## [Exercise prompt]
Copy out all the entries exactly.

## [Data for analysis]
▬▬▬▬▬▬
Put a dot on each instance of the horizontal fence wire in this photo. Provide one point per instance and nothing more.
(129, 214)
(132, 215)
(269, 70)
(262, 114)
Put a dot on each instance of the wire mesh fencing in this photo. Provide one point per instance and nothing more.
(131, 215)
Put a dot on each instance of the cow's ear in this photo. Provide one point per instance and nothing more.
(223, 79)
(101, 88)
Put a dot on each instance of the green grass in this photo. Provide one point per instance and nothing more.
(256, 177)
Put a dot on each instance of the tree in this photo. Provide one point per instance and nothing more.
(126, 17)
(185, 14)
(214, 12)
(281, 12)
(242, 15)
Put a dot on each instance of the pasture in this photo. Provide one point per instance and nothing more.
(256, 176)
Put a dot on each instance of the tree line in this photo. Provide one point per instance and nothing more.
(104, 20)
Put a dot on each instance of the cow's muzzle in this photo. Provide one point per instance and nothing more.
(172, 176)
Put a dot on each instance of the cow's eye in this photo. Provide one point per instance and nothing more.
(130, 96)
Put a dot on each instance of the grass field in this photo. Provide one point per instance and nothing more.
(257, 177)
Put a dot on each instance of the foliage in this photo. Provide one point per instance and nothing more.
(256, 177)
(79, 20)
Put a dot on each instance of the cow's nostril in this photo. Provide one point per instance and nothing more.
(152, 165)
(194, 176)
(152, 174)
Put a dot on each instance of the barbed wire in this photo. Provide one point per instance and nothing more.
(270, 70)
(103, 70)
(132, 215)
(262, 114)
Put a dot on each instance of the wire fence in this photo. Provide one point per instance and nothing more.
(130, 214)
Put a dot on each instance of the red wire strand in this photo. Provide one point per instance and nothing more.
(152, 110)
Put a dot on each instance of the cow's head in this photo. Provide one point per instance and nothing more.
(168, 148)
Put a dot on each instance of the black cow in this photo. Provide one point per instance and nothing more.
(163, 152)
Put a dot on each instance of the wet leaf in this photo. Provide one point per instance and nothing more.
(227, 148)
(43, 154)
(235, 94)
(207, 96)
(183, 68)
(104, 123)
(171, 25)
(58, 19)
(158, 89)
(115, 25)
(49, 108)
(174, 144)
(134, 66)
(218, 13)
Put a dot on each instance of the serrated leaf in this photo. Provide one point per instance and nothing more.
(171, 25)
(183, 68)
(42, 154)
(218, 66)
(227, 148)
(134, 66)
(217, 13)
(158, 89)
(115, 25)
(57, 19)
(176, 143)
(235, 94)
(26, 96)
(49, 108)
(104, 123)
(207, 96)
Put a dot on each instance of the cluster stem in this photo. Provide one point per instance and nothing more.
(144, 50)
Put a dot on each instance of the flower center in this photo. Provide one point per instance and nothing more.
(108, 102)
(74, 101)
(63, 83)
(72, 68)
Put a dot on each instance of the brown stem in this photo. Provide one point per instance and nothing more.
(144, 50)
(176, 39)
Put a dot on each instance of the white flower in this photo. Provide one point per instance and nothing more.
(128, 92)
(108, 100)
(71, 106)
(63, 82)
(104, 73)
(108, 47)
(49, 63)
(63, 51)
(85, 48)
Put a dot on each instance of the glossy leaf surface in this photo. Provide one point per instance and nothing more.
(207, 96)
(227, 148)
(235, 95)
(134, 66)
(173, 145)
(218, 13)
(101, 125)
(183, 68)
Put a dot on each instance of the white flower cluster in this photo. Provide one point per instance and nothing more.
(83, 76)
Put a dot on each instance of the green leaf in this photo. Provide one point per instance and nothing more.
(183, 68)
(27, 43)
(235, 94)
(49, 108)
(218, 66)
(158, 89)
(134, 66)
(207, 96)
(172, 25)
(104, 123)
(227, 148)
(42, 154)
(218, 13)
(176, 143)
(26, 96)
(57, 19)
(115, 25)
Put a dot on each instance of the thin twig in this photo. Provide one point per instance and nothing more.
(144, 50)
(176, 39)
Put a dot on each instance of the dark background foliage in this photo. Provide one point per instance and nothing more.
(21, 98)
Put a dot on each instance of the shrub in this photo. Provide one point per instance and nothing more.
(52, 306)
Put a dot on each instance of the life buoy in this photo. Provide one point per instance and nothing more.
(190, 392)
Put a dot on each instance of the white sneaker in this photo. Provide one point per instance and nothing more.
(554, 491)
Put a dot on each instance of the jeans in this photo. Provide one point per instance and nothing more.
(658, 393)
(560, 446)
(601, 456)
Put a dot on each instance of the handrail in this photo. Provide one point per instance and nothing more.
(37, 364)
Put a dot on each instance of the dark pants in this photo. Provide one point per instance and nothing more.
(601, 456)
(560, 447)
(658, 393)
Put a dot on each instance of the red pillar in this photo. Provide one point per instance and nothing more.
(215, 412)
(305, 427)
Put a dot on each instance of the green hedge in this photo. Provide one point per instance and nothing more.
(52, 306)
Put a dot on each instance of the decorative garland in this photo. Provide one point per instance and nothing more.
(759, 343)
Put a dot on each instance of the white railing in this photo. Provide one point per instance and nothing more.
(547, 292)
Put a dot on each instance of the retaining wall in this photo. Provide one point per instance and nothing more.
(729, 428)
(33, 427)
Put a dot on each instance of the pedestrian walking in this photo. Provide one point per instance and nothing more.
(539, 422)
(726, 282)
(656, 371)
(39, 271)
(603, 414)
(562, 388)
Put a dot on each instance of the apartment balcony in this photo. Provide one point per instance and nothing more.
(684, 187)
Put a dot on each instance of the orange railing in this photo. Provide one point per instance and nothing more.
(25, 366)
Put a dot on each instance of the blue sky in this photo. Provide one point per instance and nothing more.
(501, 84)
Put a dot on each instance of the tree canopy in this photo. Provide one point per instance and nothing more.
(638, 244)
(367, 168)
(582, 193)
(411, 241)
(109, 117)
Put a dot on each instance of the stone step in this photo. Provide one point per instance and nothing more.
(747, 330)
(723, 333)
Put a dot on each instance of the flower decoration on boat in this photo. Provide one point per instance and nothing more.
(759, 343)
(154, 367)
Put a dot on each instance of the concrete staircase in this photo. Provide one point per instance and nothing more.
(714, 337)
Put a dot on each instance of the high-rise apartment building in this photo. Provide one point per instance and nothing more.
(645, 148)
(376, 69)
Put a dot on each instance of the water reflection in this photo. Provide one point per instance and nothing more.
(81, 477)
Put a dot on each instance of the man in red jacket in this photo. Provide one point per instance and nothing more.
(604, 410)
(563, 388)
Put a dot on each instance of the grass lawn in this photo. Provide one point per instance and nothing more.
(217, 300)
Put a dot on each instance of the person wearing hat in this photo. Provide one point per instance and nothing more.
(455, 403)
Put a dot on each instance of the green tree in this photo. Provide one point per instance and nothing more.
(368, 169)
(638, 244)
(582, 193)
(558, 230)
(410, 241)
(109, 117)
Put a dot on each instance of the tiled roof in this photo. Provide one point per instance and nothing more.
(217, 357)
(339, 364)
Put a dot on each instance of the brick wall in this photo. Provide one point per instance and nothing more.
▬▬▬▬▬▬
## [Solution to this exercise]
Put a dot on each instance of the horizontal fence wire in this photo. Provide one point per instance and nothing more.
(129, 214)
(132, 215)
(269, 70)
(262, 114)
Put a dot on each instance of the wire mesh fencing in this photo. Provide one point per instance and nothing more.
(131, 215)
Put a dot on each instance of the cow's ear in this photo. Provide one point per instance and nothing more.
(223, 79)
(101, 88)
Put a dot on each instance of the green grass in this photo. Provide one point per instance and nothing more.
(256, 177)
Put a dot on each instance of the tree in this photo. Provide one point per instance and nothing more.
(126, 17)
(185, 14)
(214, 12)
(281, 12)
(242, 15)
Put a dot on each instance of the pasture in this photo. Provide one point per instance and nothing more.
(256, 176)
Put a dot on each instance of the tree line in this photo. Provide one point per instance and nothing more.
(104, 20)
Put a dot on each instance of the cow's muzzle in this photo. Provide one point per instance and nothing more.
(172, 176)
Put a dot on each instance of the cow's eye in this photo. Provide one point per instance and nothing more.
(130, 96)
Put a dot on each instance of the grass field in this photo. Provide one point per instance and nothing more.
(257, 177)
Put a dot on each instance of the foliage in this photo. Provide one point per instance and nothing more.
(256, 177)
(79, 20)
Put a dot on each instance of the cow's nostril in this photo. Provide one point per instance and nothing more.
(152, 165)
(194, 176)
(152, 174)
Put a dot on each instance of the barbed wire in this photo. Provide one point per instance and nothing more.
(270, 70)
(103, 70)
(132, 215)
(262, 114)
Put a dot on each instance of the wire fence in this photo. Provide one point per instance and nothing more.
(130, 214)
Put a dot on each instance of the red wire strand in this photo. Provide one point per instance and nothing more.
(152, 110)
Put a dot on each instance of the cow's head in this photo. Provide one point per instance and nothing more.
(168, 148)
Put a dot on each instance of the black cow in this photo. Provide one point per instance and nothing more.
(163, 152)
Put a dot on each instance of the wet leaf in this photo. Provide one point per instance and nothing more.
(227, 148)
(43, 154)
(235, 94)
(207, 96)
(183, 68)
(104, 123)
(171, 25)
(58, 19)
(158, 89)
(115, 25)
(49, 108)
(174, 144)
(134, 66)
(218, 13)
Put a dot on each instance of the serrated leaf in this photo. Provide one point per instance and nothing more.
(171, 25)
(183, 68)
(42, 154)
(218, 66)
(227, 148)
(134, 66)
(217, 13)
(158, 89)
(115, 25)
(57, 19)
(176, 143)
(235, 94)
(26, 96)
(49, 108)
(104, 123)
(207, 96)
Put a dot on each instance of the cluster stem in this photo. Provide one point per instance and nothing more.
(144, 50)
Put a dot on each instance of the flower center in this photo. Provide one point per instance and nothing more.
(108, 102)
(74, 101)
(63, 83)
(72, 68)
Put a dot on each instance of the brown stem in this photo. Provide one point per instance and nothing more.
(144, 50)
(176, 39)
Put a dot on each instance of the white flower in this photo. Provide one point per instance and nothing more.
(128, 92)
(108, 100)
(71, 106)
(63, 82)
(104, 73)
(108, 47)
(49, 63)
(63, 51)
(85, 48)
Put a dot on each instance of the glossy leaf surface in this photo. Provide one point per instance and nothing more.
(207, 96)
(227, 148)
(235, 95)
(134, 66)
(173, 145)
(218, 13)
(101, 125)
(183, 68)
Put a dot on each instance of the white flower cluster in this photo. Provide one point per instance and nothing more.
(83, 76)
Put a dot on each instance of the green leaf in this photo. Provide one point per instance and nothing more.
(183, 68)
(27, 43)
(235, 94)
(49, 108)
(218, 66)
(158, 89)
(134, 66)
(207, 96)
(172, 25)
(104, 123)
(227, 148)
(42, 154)
(218, 13)
(176, 143)
(26, 96)
(57, 19)
(115, 25)
Put a dot on each instance of the thin twig in this photo. Provide one point per instance and nothing more.
(144, 50)
(176, 39)
Put a dot on each instance of the dark background foliage in this photo. Provide one point per instance and nothing more.
(21, 98)
Put a dot on each instance of the shrub in this photo. Provide one point per instance and nothing more.
(52, 306)
Put a dot on each instance of the life buoy in this photo. Provide one point per instance and nothing more.
(190, 392)
Put a dot on each instance of the white sneaker in this photo. Provide one point per instance and nothing more.
(554, 491)
Put a dot on each instance of the jeans in this photo. Provide one point per instance and nothing more.
(658, 393)
(560, 446)
(601, 456)
Put a dot on each instance of the handrail in this photo. Provide one point per instance and nothing more.
(37, 364)
Put a dot on each instance of the dark pants in this photo. Provide one point per instance and nothing more.
(601, 456)
(560, 447)
(658, 393)
Put a dot on each instance of the red pillar in this photo. Provide one point per instance and nothing more.
(215, 412)
(305, 427)
Put a dot on each instance of the green hedge in this photo. Provide one point per instance and nothing more.
(52, 306)
Put a dot on each instance of the decorative garland in this photo. Provide one point per instance and nothing more.
(759, 343)
Put a dot on each instance of the white railing in this photo. Provide one point per instance and nothing more.
(547, 292)
Put a dot on each instance of the retaining wall in this photo. Provide one point per instance and nothing more.
(729, 428)
(33, 427)
Put a dot on each instance of the pedestrian walking in this photo. Provide one point per instance and nothing more.
(539, 422)
(726, 282)
(656, 371)
(39, 271)
(603, 414)
(562, 388)
Put a dot on each instance of the apartment balcony in this photo. Provide one point per instance and nothing more.
(684, 187)
Put a dot on each instance of the orange railing in this photo. Provide one point per instance and nothing more.
(25, 366)
Put a dot on each instance of the blue sky in this photo. Provide one point per instance and nothing more.
(501, 84)
Put a dot on each instance of the tree canopy in this photo. Provide one point per instance and nothing more.
(638, 244)
(367, 168)
(582, 193)
(411, 241)
(109, 117)
Put a dot on each instance of the stone step in this photo. Provide one point per instance and nothing more.
(747, 330)
(723, 333)
Put a dot on each instance of the flower decoration on boat in this photo. Provide one point per instance and nothing more.
(759, 343)
(154, 367)
Put a dot on each instance of the concrete staircase in this photo. Provide one point per instance and nothing more.
(714, 337)
Put a dot on each instance of the high-rise apartment building in this photo. Provide one point per instance and nothing more.
(645, 148)
(376, 69)
Put a dot on each instance of the water reflection in this photo. Provide one point per instance and nothing more.
(81, 477)
Put a dot on each instance of the man in red jacket in this photo. Provide one point per instance and nothing more.
(604, 410)
(563, 388)
Put a dot on each instance of the grass lawn in this photo. Provide one point per instance and nothing more.
(217, 300)
Put a dot on each instance of the person wearing hat in this photo. Provide one point per instance and nothing more.
(455, 403)
Put a dot on each instance of the green tree in this photo. Provide one point per instance and nothing more.
(368, 169)
(638, 244)
(582, 193)
(558, 230)
(410, 241)
(109, 117)
Put a dot on each instance of the tiled roof in this photo. Provide one point per instance and nothing more.
(217, 357)
(339, 364)
Put a dot on each instance of the brick wall in this photo. Provide one point per instance and nothing more.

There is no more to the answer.